>> Begin Excerpted data
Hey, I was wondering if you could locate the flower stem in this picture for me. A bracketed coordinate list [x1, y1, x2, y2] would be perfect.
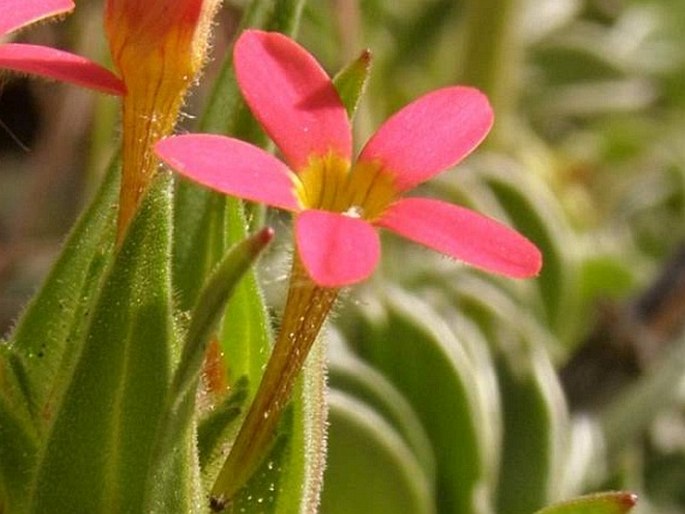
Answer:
>> End Excerpted data
>> Begin Excerpted data
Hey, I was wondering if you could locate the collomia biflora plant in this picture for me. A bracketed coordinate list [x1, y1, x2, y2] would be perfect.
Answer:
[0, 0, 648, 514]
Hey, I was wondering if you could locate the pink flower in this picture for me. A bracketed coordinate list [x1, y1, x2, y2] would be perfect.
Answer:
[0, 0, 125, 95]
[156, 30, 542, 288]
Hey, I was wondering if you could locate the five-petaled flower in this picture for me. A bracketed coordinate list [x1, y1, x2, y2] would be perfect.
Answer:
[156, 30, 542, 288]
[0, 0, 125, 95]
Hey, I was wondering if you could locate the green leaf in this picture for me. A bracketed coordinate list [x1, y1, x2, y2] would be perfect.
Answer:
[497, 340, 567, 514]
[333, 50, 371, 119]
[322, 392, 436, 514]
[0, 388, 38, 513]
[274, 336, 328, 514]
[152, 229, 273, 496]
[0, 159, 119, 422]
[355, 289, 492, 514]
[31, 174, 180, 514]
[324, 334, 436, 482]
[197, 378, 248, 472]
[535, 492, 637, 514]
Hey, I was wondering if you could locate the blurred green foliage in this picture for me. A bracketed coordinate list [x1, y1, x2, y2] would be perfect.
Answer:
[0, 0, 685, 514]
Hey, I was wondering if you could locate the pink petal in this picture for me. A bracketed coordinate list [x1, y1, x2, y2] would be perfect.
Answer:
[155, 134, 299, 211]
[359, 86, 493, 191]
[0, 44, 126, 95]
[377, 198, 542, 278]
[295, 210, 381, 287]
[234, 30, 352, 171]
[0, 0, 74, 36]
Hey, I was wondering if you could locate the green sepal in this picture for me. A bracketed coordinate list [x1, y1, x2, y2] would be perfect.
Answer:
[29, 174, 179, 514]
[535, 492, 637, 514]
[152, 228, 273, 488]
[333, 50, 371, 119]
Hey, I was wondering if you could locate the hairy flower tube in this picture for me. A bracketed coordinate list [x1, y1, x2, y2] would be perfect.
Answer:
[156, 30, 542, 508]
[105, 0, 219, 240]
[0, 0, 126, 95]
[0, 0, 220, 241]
>> End Excerpted data
>> Begin Excerpted data
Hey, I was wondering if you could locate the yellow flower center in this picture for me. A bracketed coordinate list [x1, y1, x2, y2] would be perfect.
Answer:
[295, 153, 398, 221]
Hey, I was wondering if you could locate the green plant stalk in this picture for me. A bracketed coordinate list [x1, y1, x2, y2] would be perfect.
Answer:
>> End Excerpted data
## Problem requirements
Copy the lines from the one containing "Hey, I was wondering if you could locate the blurred" through the one containing "[0, 0, 220, 241]", swapping "picture" for "image" and leaving everything else as it is.

## Completed task
Hey, I was wondering if you could locate the blurred green foliage in this image for me. A bracketed coordinate list [x1, y1, x2, y2] would be perfect.
Answer:
[0, 0, 685, 514]
Hey, I was wondering if you could locate the pink petal in this image for me. A bracketed coordinate list [x1, y1, x2, y2] would be perfect.
Answer:
[155, 134, 299, 211]
[359, 86, 493, 191]
[0, 44, 126, 95]
[377, 198, 542, 278]
[295, 210, 381, 287]
[234, 30, 352, 171]
[0, 0, 74, 36]
Hey, I was wondering if you could locate the green sepal in this image for me. A bracketed coordinate list [x1, y1, x2, y2] would be perfect.
Answer:
[29, 174, 179, 514]
[535, 492, 637, 514]
[152, 228, 273, 488]
[333, 50, 371, 119]
Hey, I was wondering if you could locate the hairy flower tube in this image for me. A bracketed coordinate list [x1, y1, x2, y2] would be perfect.
Answer:
[156, 30, 542, 508]
[105, 0, 219, 240]
[0, 0, 126, 95]
[0, 0, 220, 241]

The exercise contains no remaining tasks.